-------- Listed records

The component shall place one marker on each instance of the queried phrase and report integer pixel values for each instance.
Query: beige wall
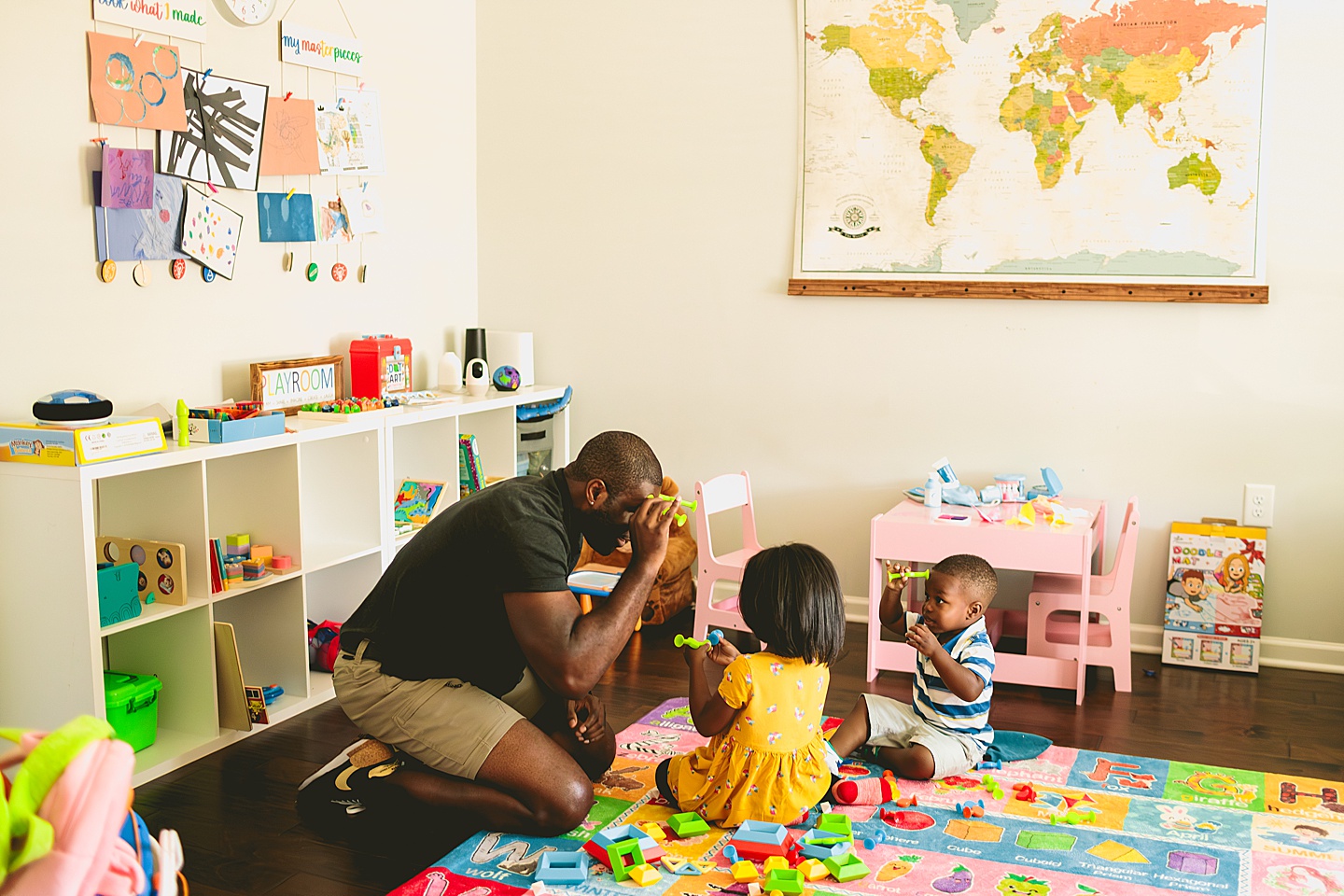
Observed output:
(637, 175)
(63, 328)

----------------

> _Instructions to follow_
Copy out all the data above exactly, pictures excluded.

> _Exercise response_
The component shall place one marker on each instance of the queried phrase and report integer pixel values for each instance.
Query: beige wall
Observed output:
(637, 175)
(63, 328)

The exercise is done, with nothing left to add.